How to complete this task: What you return must be the data below, word for word, without any images.

Images for object localization:
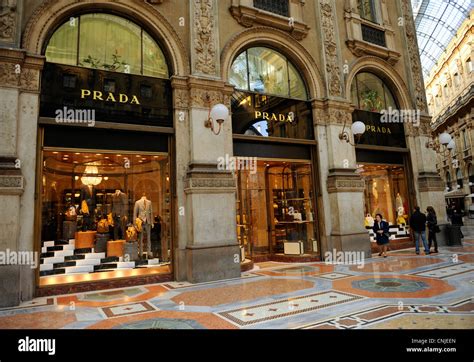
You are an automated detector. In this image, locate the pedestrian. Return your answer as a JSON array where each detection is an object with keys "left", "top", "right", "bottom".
[
  {"left": 426, "top": 206, "right": 439, "bottom": 253},
  {"left": 451, "top": 208, "right": 464, "bottom": 239},
  {"left": 409, "top": 206, "right": 430, "bottom": 255},
  {"left": 373, "top": 214, "right": 390, "bottom": 258}
]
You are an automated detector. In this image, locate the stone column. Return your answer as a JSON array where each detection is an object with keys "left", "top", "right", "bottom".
[
  {"left": 314, "top": 102, "right": 370, "bottom": 258},
  {"left": 184, "top": 0, "right": 240, "bottom": 282},
  {"left": 315, "top": 0, "right": 370, "bottom": 258},
  {"left": 0, "top": 0, "right": 44, "bottom": 307}
]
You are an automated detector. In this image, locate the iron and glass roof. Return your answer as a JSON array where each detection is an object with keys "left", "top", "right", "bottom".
[{"left": 412, "top": 0, "right": 472, "bottom": 80}]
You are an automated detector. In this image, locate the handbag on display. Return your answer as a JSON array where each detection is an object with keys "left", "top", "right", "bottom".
[
  {"left": 135, "top": 218, "right": 143, "bottom": 233},
  {"left": 125, "top": 225, "right": 138, "bottom": 242},
  {"left": 65, "top": 206, "right": 77, "bottom": 221},
  {"left": 81, "top": 200, "right": 89, "bottom": 215},
  {"left": 97, "top": 219, "right": 110, "bottom": 233},
  {"left": 107, "top": 212, "right": 114, "bottom": 227}
]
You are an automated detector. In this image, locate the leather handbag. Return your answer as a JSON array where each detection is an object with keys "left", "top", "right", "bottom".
[
  {"left": 81, "top": 200, "right": 89, "bottom": 215},
  {"left": 135, "top": 217, "right": 143, "bottom": 233},
  {"left": 125, "top": 225, "right": 138, "bottom": 242},
  {"left": 97, "top": 219, "right": 110, "bottom": 233}
]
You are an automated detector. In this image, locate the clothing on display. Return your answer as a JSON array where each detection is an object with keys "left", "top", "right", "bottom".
[{"left": 134, "top": 195, "right": 154, "bottom": 257}]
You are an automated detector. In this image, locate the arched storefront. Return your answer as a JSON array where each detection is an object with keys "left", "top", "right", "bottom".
[
  {"left": 351, "top": 71, "right": 416, "bottom": 245},
  {"left": 229, "top": 46, "right": 321, "bottom": 262},
  {"left": 36, "top": 12, "right": 175, "bottom": 291}
]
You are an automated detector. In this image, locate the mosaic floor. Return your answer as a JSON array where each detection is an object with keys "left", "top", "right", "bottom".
[{"left": 1, "top": 241, "right": 473, "bottom": 330}]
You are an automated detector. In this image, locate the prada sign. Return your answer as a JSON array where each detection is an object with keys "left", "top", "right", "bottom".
[
  {"left": 40, "top": 63, "right": 172, "bottom": 127},
  {"left": 232, "top": 92, "right": 313, "bottom": 140},
  {"left": 353, "top": 110, "right": 406, "bottom": 148}
]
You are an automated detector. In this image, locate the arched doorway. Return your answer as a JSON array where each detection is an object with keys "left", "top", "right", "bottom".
[
  {"left": 351, "top": 72, "right": 413, "bottom": 244},
  {"left": 36, "top": 12, "right": 175, "bottom": 291},
  {"left": 229, "top": 46, "right": 320, "bottom": 262}
]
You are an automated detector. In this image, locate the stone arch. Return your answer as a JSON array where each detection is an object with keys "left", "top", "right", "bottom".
[
  {"left": 22, "top": 0, "right": 189, "bottom": 76},
  {"left": 345, "top": 56, "right": 412, "bottom": 110},
  {"left": 221, "top": 26, "right": 325, "bottom": 100}
]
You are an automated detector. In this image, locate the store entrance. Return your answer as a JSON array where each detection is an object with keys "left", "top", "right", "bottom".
[{"left": 236, "top": 159, "right": 319, "bottom": 261}]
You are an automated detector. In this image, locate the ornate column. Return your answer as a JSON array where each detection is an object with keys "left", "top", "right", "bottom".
[
  {"left": 183, "top": 0, "right": 240, "bottom": 282},
  {"left": 315, "top": 0, "right": 370, "bottom": 257},
  {"left": 400, "top": 0, "right": 446, "bottom": 221},
  {"left": 0, "top": 0, "right": 44, "bottom": 307}
]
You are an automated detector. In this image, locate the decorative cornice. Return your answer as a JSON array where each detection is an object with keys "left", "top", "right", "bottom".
[
  {"left": 229, "top": 4, "right": 310, "bottom": 40},
  {"left": 0, "top": 48, "right": 44, "bottom": 92},
  {"left": 0, "top": 175, "right": 24, "bottom": 196}
]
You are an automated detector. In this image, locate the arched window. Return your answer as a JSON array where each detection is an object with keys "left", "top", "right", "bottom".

Written response:
You are an automated detector. In this image, locate the pedestrian. Return your answer as a JSON array where each detection is an object with keys "left", "top", "right", "bottom".
[
  {"left": 426, "top": 206, "right": 439, "bottom": 253},
  {"left": 451, "top": 208, "right": 464, "bottom": 239},
  {"left": 409, "top": 206, "right": 430, "bottom": 255},
  {"left": 373, "top": 214, "right": 390, "bottom": 258}
]
You are an automated detector. In this image, locate the stone column. Return your answer as a JSON array where each detection is an object with keys "left", "top", "right", "bottom".
[
  {"left": 314, "top": 102, "right": 370, "bottom": 258},
  {"left": 184, "top": 0, "right": 240, "bottom": 282},
  {"left": 315, "top": 0, "right": 370, "bottom": 258},
  {"left": 0, "top": 0, "right": 44, "bottom": 307}
]
You are an automated detector. In this image, locate the iron and glass roof. Return your answer as a JSON array where each detection is an object with keys "left", "top", "right", "bottom".
[{"left": 412, "top": 0, "right": 472, "bottom": 80}]
You are an automated detector. In this image, locate the handbag on display. Return your answer as a JSON array where each detection is an object with keys "left", "top", "right", "bottom".
[
  {"left": 135, "top": 218, "right": 143, "bottom": 233},
  {"left": 125, "top": 225, "right": 138, "bottom": 242},
  {"left": 65, "top": 206, "right": 77, "bottom": 221},
  {"left": 81, "top": 200, "right": 89, "bottom": 215},
  {"left": 97, "top": 219, "right": 110, "bottom": 233},
  {"left": 107, "top": 212, "right": 114, "bottom": 227}
]
You are an automated detector. In this image, locate the leather handbag. Return your answer as a JSON array where each detection is an object with keys "left", "top", "right", "bottom".
[
  {"left": 81, "top": 200, "right": 89, "bottom": 215},
  {"left": 135, "top": 217, "right": 143, "bottom": 233},
  {"left": 125, "top": 225, "right": 138, "bottom": 242},
  {"left": 97, "top": 219, "right": 110, "bottom": 233}
]
You are an automated detector. In this image, locate the clothing on display. Return your answer as a JSON array where each detection is an object with keys "left", "top", "right", "bottom".
[{"left": 134, "top": 195, "right": 154, "bottom": 257}]
You are an automated detector. In this image, locate the arched storefront. Return your answer as a JSON array where each detection is an object with keys "left", "top", "right", "bottom".
[
  {"left": 351, "top": 71, "right": 416, "bottom": 245},
  {"left": 229, "top": 46, "right": 321, "bottom": 262},
  {"left": 36, "top": 12, "right": 175, "bottom": 291}
]
You are an automated detector. In this image, locate the mosaic floor. Return your answer as a JSON array where each detection is an object with keys "left", "top", "right", "bottom".
[{"left": 1, "top": 241, "right": 473, "bottom": 330}]
You are an automated detector. In this image, locate the prada sign. Return your answer as a JSON array where each detection is an object with keys "left", "top", "right", "bottom".
[
  {"left": 40, "top": 63, "right": 172, "bottom": 127},
  {"left": 232, "top": 92, "right": 313, "bottom": 140},
  {"left": 353, "top": 110, "right": 406, "bottom": 148}
]
You are an automated detector. In this image, locate the arched doorway. Return your answer as a JSON array where each detection is an object with keys "left", "top", "right", "bottom".
[
  {"left": 351, "top": 72, "right": 413, "bottom": 244},
  {"left": 36, "top": 12, "right": 175, "bottom": 291},
  {"left": 229, "top": 46, "right": 320, "bottom": 262}
]
You are an automated detector. In this image, locate the stone arch. Return your answer as a JSON array where each detection is an object with keys "left", "top", "right", "bottom".
[
  {"left": 22, "top": 0, "right": 189, "bottom": 76},
  {"left": 345, "top": 56, "right": 412, "bottom": 110},
  {"left": 221, "top": 26, "right": 325, "bottom": 100}
]
You are an automated detector. In this image, locate the store entrance. Return your answer as a JSON array where each detection is an object with keys "left", "top", "right", "bottom".
[{"left": 236, "top": 159, "right": 319, "bottom": 261}]
You are an automated detector. In this image, locate the ornate column. Return your answer as a JSON array where each detection is an object with keys "left", "top", "right", "bottom".
[
  {"left": 183, "top": 0, "right": 240, "bottom": 282},
  {"left": 315, "top": 0, "right": 370, "bottom": 257},
  {"left": 400, "top": 0, "right": 446, "bottom": 221},
  {"left": 0, "top": 0, "right": 44, "bottom": 307}
]
You are an automated detector. In this image, locate the decorative cornice. Return your answer as a JSON array where each detection is an object with keys "left", "top", "right", "bottom".
[
  {"left": 229, "top": 4, "right": 310, "bottom": 40},
  {"left": 0, "top": 48, "right": 44, "bottom": 92},
  {"left": 0, "top": 175, "right": 24, "bottom": 196}
]
You are an automated detector. In this image, locate the arched window. Return your answer as a JSON array where each detection is an object with keys "left", "top", "right", "bottom".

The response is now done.